**What to do:** Please quote the entire forum thread on choosing a Noga indicator base size word for word.

**Reading passage:**
※ ※ ※

# Noga Indicator Base Size Question



## Deadbolt47A (Jun 2, 2016)

I'm in the market for a new indicator base for my Atlas 618.  I'm going to buy a Noga but I'm having a hard time deciding between the small and medium sized indicator.  I'd like to use the small one but am concerned I'll end up wishing I'd have bought the medium sized one.  Any information would be appreciated.
Thanks.

Eric


----------



## Bob Korves (Jun 2, 2016)

Buy both!  Seriously, the small one would probably be more useful on your 618, however, you might get a bigger lathe someday, or a mill or whatever.  Get what works for you best.  Noga is definitely the right choice.  They are amazingly nice, and change indicating from a chore into a pleasure.  I had to use a cheap import stand today to help a friend with his lathe (fellow H-M member, hope he doesn't see this!).  I had forgotten just how awful they are.  A Noga will spoil you forever.  Buy all the cheap junk you want, but splurge and buy yourself a Noga indicator stand.  They are the absolute best and a joy to use, and no, I am not compensated by them...  Anyway, you may need another indicator stand or holder for other uses.  Again, choose Noga first.  I recently came into a larger, old school, heavier duty Mitutoyo indicator stand, in new condition.  It is the next best thing to a Noga i have used so far, and I am keeping it for heavier work.  I gave away all my Chinese indicator stands, and the leftover parts from the broken ones as well, a long time ago.


----------



## Billh51 (Jun 2, 2016)

※ ※ ※

**Data shown:**
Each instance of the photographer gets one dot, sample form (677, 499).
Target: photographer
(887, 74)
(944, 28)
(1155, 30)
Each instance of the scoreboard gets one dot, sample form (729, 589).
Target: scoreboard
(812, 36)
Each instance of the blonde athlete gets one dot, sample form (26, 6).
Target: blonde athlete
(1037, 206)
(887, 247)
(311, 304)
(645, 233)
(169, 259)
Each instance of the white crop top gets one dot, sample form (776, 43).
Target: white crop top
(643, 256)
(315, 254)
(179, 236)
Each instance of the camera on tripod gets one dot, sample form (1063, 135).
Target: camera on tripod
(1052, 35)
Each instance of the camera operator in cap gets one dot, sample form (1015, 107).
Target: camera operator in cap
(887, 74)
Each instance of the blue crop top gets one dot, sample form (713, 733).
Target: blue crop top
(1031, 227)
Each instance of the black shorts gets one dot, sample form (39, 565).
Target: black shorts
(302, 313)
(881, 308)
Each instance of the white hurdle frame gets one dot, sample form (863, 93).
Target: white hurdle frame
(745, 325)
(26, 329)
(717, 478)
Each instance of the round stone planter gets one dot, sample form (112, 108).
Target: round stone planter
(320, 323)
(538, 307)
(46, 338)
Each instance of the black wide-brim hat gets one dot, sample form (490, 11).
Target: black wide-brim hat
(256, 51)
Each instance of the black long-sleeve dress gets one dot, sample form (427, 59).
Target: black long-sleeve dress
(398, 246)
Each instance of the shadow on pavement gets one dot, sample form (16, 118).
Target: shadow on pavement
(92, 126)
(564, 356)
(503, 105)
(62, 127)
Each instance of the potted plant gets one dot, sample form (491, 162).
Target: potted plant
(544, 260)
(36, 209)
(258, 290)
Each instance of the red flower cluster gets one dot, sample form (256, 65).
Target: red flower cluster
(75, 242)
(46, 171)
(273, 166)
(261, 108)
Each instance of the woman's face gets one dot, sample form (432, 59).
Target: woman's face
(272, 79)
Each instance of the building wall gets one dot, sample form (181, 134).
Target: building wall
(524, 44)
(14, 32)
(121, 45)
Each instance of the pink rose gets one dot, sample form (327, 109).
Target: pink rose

※ ※ ※

**Exercise output:**
# Noga Indicator Base Size Question



## Deadbolt47A (Jun 2, 2016)

I'm in the market for a new indicator base for my Atlas 618.  I'm going to buy a Noga but I'm having a hard time deciding between the small and medium sized indicator.  I'd like to use the small one but am concerned I'll end up wishing I'd have bought the medium sized one.  Any information would be appreciated.
Thanks.

Eric


----------



## Bob Korves (Jun 2, 2016)

Buy both!  Seriously, the small one would probably be more useful on your 618, however, you might get a bigger lathe someday, or a mill or whatever.  Get what works for you best.  Noga is definitely the right choice.  They are amazingly nice, and change indicating from a chore into a pleasure.  I had to use a cheap import stand today to help a friend with his lathe (fellow H-M member, hope he doesn't see this!).  I had forgotten just how awful they are.  A Noga will spoil you forever.  Buy all the cheap junk you want, but splurge and buy yourself a Noga indicator stand.  They are the absolute best and a joy to use, and no, I am not compensated by them...  Anyway, you may need another indicator stand or holder for other uses.  Again, choose Noga first.  I recently came into a larger, old school, heavier duty Mitutoyo indicator stand, in new condition.  It is the next best thing to a Noga i have used so far, and I am keeping it for heavier work.  I gave away all my Chinese indicator stands, and the leftover parts from the broken ones as well, a long time ago.


----------



## Billh51 (Jun 2, 2016)